EXERCISE BRIEF:
State how many lines of the records below contain the string "green", counting only matches in the same case, and reply with the number alone.

MATERIAL FOR THE TASK:

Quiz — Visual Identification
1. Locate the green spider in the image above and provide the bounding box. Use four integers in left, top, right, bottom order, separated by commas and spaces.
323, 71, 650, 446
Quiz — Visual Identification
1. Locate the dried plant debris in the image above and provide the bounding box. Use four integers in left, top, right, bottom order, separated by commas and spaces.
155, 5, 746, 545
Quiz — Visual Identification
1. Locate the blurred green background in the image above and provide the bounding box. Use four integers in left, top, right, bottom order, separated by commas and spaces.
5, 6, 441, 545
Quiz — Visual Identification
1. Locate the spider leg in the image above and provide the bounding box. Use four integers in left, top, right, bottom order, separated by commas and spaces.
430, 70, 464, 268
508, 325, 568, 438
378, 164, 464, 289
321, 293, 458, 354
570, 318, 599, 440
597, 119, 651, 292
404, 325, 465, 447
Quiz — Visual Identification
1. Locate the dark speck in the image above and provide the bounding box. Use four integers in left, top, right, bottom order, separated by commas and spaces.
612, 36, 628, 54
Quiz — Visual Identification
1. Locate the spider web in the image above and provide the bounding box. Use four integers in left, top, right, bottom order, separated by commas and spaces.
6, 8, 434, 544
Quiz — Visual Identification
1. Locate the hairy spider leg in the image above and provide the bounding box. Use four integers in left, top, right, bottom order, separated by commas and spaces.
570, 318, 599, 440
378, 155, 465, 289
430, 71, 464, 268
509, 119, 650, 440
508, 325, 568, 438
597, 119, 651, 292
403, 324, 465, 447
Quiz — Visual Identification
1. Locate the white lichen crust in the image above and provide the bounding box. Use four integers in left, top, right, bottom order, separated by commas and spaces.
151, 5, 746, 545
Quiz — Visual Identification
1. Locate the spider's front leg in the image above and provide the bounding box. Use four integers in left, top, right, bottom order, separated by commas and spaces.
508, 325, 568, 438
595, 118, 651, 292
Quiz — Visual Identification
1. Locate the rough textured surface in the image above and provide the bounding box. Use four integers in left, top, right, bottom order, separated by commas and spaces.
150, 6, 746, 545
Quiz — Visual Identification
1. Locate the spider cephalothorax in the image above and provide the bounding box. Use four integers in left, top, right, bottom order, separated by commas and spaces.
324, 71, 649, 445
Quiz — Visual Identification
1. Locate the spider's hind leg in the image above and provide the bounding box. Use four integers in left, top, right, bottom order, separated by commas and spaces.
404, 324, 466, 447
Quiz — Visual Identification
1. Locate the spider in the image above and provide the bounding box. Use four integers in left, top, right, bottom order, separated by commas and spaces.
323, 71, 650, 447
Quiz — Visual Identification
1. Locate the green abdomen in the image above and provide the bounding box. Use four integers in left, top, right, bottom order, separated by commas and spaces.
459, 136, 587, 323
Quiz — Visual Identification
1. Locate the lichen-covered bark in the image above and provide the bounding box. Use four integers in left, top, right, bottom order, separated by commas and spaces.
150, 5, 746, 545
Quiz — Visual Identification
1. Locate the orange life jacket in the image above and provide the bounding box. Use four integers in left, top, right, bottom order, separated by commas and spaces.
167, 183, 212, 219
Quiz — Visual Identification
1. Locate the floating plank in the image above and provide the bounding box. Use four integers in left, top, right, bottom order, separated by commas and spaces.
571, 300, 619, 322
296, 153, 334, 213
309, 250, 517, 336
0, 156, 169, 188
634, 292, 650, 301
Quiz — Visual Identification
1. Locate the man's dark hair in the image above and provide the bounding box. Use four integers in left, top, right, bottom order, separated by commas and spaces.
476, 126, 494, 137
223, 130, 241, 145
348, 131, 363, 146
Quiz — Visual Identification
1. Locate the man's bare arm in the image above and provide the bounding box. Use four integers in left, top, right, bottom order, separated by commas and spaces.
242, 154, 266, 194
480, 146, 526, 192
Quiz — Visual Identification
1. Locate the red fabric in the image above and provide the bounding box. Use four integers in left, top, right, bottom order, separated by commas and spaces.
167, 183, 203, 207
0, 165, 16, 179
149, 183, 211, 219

FINISHED TASK:
3